**Given records**
►
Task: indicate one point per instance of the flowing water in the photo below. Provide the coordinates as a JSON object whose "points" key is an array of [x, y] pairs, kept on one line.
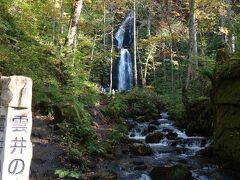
{"points": [[124, 70], [174, 148]]}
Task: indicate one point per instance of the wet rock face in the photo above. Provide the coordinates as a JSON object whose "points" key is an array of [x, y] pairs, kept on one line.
{"points": [[154, 137], [140, 149], [226, 97], [176, 172]]}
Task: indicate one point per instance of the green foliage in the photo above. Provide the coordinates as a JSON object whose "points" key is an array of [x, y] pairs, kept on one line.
{"points": [[136, 104], [64, 173], [119, 133]]}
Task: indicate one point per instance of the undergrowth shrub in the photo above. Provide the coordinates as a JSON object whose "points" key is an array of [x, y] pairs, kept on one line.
{"points": [[140, 104]]}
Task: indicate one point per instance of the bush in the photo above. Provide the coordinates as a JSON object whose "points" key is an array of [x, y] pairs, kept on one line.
{"points": [[140, 104]]}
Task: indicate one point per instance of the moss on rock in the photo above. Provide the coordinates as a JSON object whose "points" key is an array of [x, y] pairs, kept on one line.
{"points": [[226, 98]]}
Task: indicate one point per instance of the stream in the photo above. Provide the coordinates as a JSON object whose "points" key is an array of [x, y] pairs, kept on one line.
{"points": [[174, 147]]}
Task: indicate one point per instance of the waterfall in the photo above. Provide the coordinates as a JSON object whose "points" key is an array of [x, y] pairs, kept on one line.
{"points": [[125, 69]]}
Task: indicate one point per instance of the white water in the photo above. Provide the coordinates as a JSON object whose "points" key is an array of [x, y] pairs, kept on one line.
{"points": [[125, 67], [190, 144]]}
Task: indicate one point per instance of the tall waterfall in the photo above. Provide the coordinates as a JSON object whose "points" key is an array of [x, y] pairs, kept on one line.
{"points": [[125, 68]]}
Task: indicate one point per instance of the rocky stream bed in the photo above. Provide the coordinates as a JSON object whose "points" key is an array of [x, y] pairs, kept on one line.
{"points": [[158, 150]]}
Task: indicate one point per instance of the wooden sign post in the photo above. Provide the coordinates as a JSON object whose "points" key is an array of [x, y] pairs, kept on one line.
{"points": [[15, 127]]}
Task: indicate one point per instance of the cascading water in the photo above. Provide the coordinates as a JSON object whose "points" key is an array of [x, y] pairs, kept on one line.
{"points": [[124, 38]]}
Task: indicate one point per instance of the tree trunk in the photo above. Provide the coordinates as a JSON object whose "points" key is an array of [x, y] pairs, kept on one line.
{"points": [[148, 23], [153, 48], [61, 15], [104, 24], [135, 44], [53, 21], [111, 58], [193, 45], [92, 53], [77, 8]]}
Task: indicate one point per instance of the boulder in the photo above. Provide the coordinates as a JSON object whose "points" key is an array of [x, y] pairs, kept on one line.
{"points": [[140, 149], [155, 122], [154, 137], [104, 175], [175, 172], [140, 167], [172, 135], [152, 127], [138, 162]]}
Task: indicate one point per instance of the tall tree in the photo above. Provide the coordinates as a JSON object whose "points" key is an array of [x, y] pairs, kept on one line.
{"points": [[135, 43], [192, 62], [76, 12]]}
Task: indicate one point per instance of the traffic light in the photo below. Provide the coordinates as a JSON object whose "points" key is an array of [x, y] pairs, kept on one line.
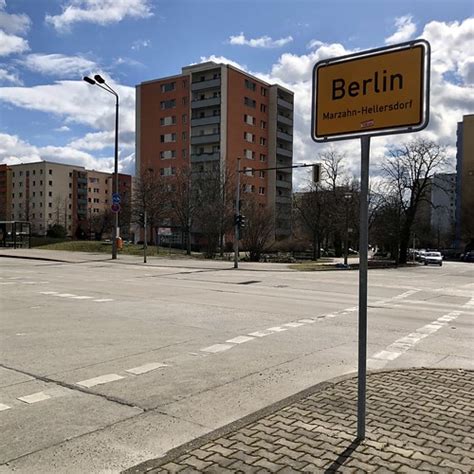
{"points": [[316, 173]]}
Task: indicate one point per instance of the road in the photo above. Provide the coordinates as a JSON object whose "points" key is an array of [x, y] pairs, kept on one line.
{"points": [[106, 364]]}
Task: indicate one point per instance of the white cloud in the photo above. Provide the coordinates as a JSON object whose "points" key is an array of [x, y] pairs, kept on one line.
{"points": [[262, 42], [101, 12], [58, 65], [12, 44], [8, 76], [139, 44], [14, 24], [405, 30]]}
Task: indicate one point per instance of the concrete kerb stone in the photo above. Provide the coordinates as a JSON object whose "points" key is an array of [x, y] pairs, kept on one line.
{"points": [[224, 431]]}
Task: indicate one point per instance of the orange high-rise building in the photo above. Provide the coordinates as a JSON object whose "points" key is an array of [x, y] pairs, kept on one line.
{"points": [[215, 113]]}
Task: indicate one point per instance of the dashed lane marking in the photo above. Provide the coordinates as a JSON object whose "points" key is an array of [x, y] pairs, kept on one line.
{"points": [[99, 380], [240, 339], [35, 397], [217, 348], [143, 369]]}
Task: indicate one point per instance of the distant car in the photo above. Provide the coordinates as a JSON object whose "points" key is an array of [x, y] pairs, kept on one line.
{"points": [[433, 258], [468, 256]]}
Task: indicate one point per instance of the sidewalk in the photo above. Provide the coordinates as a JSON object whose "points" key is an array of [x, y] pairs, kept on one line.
{"points": [[418, 420]]}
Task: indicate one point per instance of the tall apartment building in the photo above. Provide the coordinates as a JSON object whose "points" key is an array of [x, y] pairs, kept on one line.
{"points": [[46, 193], [214, 114], [465, 181]]}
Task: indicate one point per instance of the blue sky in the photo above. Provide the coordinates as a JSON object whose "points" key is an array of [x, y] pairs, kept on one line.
{"points": [[46, 46]]}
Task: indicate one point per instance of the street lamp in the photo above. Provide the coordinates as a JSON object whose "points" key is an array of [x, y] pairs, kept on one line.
{"points": [[100, 82], [347, 198]]}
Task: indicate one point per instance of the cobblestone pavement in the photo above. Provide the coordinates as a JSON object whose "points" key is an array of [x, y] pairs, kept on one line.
{"points": [[418, 420]]}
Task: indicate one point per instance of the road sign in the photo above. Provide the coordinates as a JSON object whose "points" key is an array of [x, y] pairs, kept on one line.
{"points": [[376, 92]]}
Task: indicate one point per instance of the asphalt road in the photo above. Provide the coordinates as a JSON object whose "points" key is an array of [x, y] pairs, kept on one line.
{"points": [[104, 364]]}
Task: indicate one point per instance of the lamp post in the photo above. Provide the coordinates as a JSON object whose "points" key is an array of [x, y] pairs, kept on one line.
{"points": [[347, 198], [99, 81]]}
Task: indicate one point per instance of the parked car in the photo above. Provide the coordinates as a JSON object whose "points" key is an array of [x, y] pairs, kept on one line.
{"points": [[468, 256], [433, 258]]}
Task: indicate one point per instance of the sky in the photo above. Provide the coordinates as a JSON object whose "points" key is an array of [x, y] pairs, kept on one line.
{"points": [[47, 112]]}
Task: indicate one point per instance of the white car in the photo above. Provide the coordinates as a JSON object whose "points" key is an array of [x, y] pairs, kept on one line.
{"points": [[433, 258]]}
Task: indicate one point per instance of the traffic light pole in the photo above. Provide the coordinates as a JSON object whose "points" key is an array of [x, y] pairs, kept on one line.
{"points": [[237, 212]]}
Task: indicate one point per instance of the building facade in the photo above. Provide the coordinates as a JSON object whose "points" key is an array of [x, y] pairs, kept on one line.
{"points": [[46, 193], [212, 115], [465, 182]]}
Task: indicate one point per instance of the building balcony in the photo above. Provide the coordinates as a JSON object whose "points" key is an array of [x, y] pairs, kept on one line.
{"points": [[285, 136], [197, 158], [209, 138], [211, 102], [283, 184], [285, 104], [284, 152], [195, 122], [202, 85], [284, 120]]}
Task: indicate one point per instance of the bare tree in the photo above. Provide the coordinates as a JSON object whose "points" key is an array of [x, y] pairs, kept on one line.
{"points": [[409, 170], [259, 231], [151, 196]]}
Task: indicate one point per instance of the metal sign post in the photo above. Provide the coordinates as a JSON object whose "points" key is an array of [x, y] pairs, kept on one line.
{"points": [[370, 93], [363, 267]]}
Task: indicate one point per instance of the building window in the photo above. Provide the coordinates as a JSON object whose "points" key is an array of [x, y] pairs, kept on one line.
{"points": [[168, 104], [171, 120], [249, 137], [167, 154], [170, 86], [250, 102], [168, 137], [250, 85], [249, 119]]}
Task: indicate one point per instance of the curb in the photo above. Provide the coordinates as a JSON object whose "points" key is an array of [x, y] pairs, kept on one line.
{"points": [[146, 466]]}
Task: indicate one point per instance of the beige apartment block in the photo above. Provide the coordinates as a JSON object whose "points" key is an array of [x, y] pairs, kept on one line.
{"points": [[42, 194]]}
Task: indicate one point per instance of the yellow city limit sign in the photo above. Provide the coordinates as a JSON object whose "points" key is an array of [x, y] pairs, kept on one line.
{"points": [[375, 92]]}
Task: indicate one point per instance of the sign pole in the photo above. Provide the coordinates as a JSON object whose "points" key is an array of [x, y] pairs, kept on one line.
{"points": [[363, 266]]}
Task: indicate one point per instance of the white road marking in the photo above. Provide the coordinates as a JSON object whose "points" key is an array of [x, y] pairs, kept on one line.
{"points": [[143, 369], [99, 380], [259, 333], [240, 339], [402, 345], [277, 329], [35, 397], [293, 325], [217, 348]]}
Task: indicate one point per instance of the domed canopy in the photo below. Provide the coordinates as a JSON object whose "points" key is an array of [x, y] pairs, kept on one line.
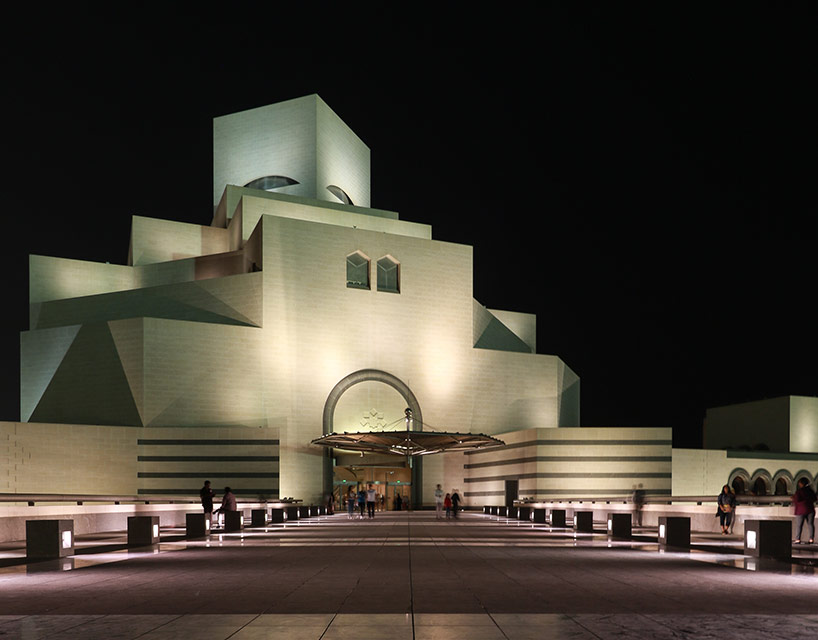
{"points": [[406, 442]]}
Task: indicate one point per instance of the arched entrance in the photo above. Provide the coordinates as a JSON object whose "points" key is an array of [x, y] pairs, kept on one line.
{"points": [[362, 473]]}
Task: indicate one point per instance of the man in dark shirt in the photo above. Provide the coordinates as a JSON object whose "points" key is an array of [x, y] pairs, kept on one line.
{"points": [[207, 495]]}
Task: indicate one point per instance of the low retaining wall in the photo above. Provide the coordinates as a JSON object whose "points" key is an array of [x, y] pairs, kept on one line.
{"points": [[96, 518], [702, 517]]}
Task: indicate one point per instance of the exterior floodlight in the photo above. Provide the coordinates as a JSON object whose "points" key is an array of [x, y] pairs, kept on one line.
{"points": [[66, 539]]}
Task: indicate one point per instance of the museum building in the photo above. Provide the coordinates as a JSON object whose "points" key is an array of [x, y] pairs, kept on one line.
{"points": [[222, 351]]}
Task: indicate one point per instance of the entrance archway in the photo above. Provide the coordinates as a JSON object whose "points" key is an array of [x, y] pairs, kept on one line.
{"points": [[374, 375]]}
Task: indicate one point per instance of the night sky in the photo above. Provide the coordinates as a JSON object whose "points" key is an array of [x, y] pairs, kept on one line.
{"points": [[645, 182]]}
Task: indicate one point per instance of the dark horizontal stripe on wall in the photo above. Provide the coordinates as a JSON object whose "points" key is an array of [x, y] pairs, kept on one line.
{"points": [[207, 474], [268, 491], [478, 465], [770, 455], [229, 443], [207, 458], [522, 476], [538, 443]]}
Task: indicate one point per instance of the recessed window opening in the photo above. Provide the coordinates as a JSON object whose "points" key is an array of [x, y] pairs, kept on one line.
{"points": [[357, 271], [339, 193], [388, 275], [270, 183]]}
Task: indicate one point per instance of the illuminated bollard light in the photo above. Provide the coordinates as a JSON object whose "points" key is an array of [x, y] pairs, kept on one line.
{"points": [[49, 538], [768, 538], [558, 518], [197, 525], [584, 521], [233, 520], [619, 525], [674, 531], [143, 530]]}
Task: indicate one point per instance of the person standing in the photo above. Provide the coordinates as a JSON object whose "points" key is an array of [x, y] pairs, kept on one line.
{"points": [[638, 499], [455, 503], [361, 503], [803, 503], [370, 501], [727, 503], [206, 494], [350, 503], [439, 502]]}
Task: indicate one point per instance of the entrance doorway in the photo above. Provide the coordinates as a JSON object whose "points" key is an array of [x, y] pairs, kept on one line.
{"points": [[389, 482]]}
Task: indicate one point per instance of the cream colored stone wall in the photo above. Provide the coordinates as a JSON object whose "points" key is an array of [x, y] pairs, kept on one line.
{"points": [[572, 462], [702, 472], [154, 240], [65, 459], [60, 278]]}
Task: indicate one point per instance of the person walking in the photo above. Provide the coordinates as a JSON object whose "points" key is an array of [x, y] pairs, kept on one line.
{"points": [[439, 502], [350, 503], [803, 503], [206, 494], [455, 503], [370, 501], [727, 503]]}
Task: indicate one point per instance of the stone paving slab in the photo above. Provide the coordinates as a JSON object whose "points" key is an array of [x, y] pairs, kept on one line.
{"points": [[406, 575]]}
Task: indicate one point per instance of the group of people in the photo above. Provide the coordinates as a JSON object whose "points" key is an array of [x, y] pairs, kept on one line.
{"points": [[364, 499], [449, 502], [803, 503]]}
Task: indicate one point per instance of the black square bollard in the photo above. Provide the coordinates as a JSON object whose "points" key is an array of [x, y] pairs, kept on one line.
{"points": [[143, 530], [49, 538], [674, 531], [197, 525], [619, 525], [584, 521], [233, 520], [768, 538]]}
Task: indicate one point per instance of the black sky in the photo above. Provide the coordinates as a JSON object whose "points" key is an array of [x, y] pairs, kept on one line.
{"points": [[642, 179]]}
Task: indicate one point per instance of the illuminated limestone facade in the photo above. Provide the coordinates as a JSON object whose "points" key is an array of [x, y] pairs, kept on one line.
{"points": [[221, 351]]}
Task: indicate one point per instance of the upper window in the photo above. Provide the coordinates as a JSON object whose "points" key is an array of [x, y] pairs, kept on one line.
{"points": [[389, 275], [357, 271], [270, 183], [339, 193]]}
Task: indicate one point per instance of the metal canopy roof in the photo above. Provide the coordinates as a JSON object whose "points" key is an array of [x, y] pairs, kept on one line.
{"points": [[407, 442]]}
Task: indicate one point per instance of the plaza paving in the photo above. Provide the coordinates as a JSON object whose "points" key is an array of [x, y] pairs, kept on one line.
{"points": [[407, 575]]}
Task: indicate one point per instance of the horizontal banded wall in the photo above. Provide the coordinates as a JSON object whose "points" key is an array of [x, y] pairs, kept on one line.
{"points": [[571, 462], [177, 461]]}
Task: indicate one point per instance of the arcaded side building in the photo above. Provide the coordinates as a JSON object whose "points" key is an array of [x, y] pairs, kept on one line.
{"points": [[221, 351]]}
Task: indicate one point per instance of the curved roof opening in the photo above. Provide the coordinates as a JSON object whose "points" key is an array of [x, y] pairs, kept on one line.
{"points": [[270, 183], [339, 193]]}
◄
**Your task**
Output the line that contains "Task: indicate one point per instance of the metal canopy", followed by every later line in the listing, with no line omitted and none added.

**Written response**
Task: indicate one point per instance of the metal canopy roof in the photo above. Provide the coordinates as a JSON object whose "points" key is an array of [x, y] pairs, kept on one line.
{"points": [[407, 442]]}
Task: indicate one point per instance of the plaza paving in the photo above. Provide the coordinates as a JSON object whose "points" key is an array of [x, y] pairs, kept on one line.
{"points": [[407, 575]]}
Task: indicate one point per instance of the horizontal banded wall in the photo above. Provide the coordinates as a JSON object whose "points" key is an array of [x, y] pairs, kept on one line.
{"points": [[571, 462], [177, 461]]}
Task: indicate one point per instance of the arcaded side building in the photo above. Provide the coordinates as a JSON object whose "points" key is an array of [x, y] pairs, kept on one line.
{"points": [[221, 351]]}
Task: indicate one point per instance of the curved roof opening in the photo above. Provide the coordinates as a JSON object whose "points" key is an array of [x, y] pairs, kept on one line.
{"points": [[270, 183], [339, 193]]}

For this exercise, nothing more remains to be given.